Information »
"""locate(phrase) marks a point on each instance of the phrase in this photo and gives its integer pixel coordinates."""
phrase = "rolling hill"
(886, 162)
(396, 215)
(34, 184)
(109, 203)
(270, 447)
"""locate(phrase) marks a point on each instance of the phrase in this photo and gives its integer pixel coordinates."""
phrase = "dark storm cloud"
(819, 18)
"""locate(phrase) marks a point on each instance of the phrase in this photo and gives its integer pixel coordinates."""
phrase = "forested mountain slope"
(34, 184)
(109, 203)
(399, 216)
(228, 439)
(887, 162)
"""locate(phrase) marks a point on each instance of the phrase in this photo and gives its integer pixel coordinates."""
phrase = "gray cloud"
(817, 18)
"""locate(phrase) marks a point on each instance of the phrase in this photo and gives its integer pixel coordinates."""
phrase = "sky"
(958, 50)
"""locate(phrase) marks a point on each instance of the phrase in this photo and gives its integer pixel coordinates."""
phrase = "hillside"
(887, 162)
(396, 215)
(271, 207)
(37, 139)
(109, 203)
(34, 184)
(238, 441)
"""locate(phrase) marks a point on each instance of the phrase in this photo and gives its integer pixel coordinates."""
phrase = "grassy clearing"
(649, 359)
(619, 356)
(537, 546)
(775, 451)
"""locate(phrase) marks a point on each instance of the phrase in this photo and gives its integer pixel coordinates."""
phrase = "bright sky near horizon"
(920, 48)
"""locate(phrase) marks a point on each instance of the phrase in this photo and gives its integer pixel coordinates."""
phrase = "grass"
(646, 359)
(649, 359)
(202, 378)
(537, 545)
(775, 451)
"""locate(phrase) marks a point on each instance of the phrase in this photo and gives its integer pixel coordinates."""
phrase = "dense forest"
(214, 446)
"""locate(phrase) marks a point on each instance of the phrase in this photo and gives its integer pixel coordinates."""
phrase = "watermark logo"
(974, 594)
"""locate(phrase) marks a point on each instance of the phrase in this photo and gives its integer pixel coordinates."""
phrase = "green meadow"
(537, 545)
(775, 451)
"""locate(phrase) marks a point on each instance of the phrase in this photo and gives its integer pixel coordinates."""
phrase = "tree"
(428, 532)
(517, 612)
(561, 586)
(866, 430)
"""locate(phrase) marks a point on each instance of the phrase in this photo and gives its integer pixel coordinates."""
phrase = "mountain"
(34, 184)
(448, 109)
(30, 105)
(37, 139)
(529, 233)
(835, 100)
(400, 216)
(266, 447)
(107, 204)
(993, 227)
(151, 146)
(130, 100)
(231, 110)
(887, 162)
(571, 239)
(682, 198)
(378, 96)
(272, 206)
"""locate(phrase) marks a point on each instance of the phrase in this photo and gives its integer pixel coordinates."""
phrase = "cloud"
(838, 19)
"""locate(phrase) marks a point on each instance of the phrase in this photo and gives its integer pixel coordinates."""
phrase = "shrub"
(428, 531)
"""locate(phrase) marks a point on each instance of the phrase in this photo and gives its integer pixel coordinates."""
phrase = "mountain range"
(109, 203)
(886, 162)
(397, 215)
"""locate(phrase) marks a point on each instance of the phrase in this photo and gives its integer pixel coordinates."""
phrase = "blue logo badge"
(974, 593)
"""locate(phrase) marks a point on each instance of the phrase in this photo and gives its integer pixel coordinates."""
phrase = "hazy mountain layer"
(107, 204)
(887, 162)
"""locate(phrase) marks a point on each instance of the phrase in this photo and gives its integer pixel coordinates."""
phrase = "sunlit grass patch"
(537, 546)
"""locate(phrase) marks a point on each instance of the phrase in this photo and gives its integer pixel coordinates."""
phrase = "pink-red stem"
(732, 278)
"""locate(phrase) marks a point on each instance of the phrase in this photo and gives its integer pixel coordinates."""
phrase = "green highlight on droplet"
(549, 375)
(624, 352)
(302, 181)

What to do » Extract the complete listing verbatim.

Output for this task »
"""locate(phrase) marks a point on each instance of the phrase in this photo and gives its integer pixel coordinates."""
phrase = "rolling hill"
(886, 162)
(396, 215)
(34, 184)
(109, 203)
(270, 447)
"""locate(phrase) marks a point on each instance of the phrase in this photo and gives its integer pixel coordinates."""
phrase = "dark storm cloud"
(819, 18)
"""locate(phrase) marks a point on each instance of the phrase in this photo and gives its integer pixel coordinates."""
phrase = "forested mountain slope"
(34, 184)
(109, 203)
(399, 216)
(228, 439)
(887, 162)
"""locate(phrase) marks a point on each instance of the phrase in this photo and gives its integer pixel coordinates."""
phrase = "gray cloud"
(817, 18)
"""locate(phrase) marks a point on each instance of the phrase in this photo and gives its integer pixel coordinates."""
phrase = "sky"
(958, 50)
"""locate(phrase) marks a point on each instance of the phrase in this photo and gives its integer pixel coordinates."""
phrase = "hillside"
(887, 162)
(396, 215)
(271, 207)
(37, 139)
(109, 203)
(34, 184)
(238, 441)
"""locate(phrase) marks a point on each instance of the phrase in this photo and gives its integer pixel coordinates."""
phrase = "grassy clearing"
(649, 359)
(619, 356)
(537, 546)
(775, 451)
"""locate(phrase) marks a point on each instance of the phrase in this photo and gives its integer pixel coordinates."""
phrase = "bright sky near horizon"
(920, 48)
"""locate(phrase) marks a point on each instance of the phrase in this photo and gives its integer pixel coordinates."""
phrase = "grass"
(646, 359)
(649, 359)
(202, 378)
(537, 545)
(775, 451)
"""locate(phrase) marks a point on each instance of the phrase in this photo and gives its integer pixel coordinates."""
phrase = "dense forest"
(214, 446)
"""locate(phrase) marks a point on each instance of the phrase in this photo and gives its integer pixel coordinates."""
phrase = "watermark logo"
(974, 594)
"""locate(phrase) marks a point on each instance of the phrase in this photo and gives its integer pixel coordinates."""
phrase = "green meadow"
(537, 545)
(775, 451)
"""locate(phrase) marks a point on each instance of the phrase in this photo and gives its integer pixel coordinates."""
phrase = "tree"
(428, 532)
(517, 612)
(561, 586)
(866, 430)
"""locate(phrase) marks a point on each instance of the phrase in this photo and gives its integer pixel coordinates."""
phrase = "mountain"
(34, 184)
(448, 109)
(30, 105)
(37, 139)
(529, 233)
(835, 100)
(400, 216)
(266, 447)
(107, 204)
(993, 227)
(151, 146)
(130, 100)
(231, 110)
(887, 162)
(571, 239)
(682, 198)
(378, 96)
(272, 206)
"""locate(phrase) marks a point on each instance of the phrase in this photo and gives its integer pixel coordinates."""
phrase = "cloud"
(838, 19)
"""locate(phrase) marks a point on each instance of the phrase in this photo and gives its integer pixel coordinates."""
phrase = "shrub"
(428, 531)
"""locate(phrase) marks a point on each instance of the phrase in this photo and gives its integer pixel coordinates."""
phrase = "mountain range"
(109, 203)
(886, 162)
(397, 215)
"""locate(phrase) marks a point on each instance of the phrase in this photo and gives its integer pixel coordinates."""
phrase = "blue logo badge"
(974, 593)
"""locate(phrase) marks a point on each instance of the phrase in this photo and gives its integer pixel coordinates."""
phrase = "hazy mountain layer"
(107, 204)
(887, 162)
"""locate(phrase) marks a point on each instance of the phrase in this photo and gives its integer pixel coordinates."""
phrase = "sunlit grass patch"
(537, 546)
"""locate(phrase) marks a point on each instance of the phrase in this photo and gives its integer pixel coordinates."""
phrase = "pink-red stem"
(732, 278)
"""locate(phrase) marks a point on each instance of the phrase in this photo and gives its integer pixel coordinates."""
phrase = "green highlight on droplet"
(549, 375)
(624, 352)
(302, 181)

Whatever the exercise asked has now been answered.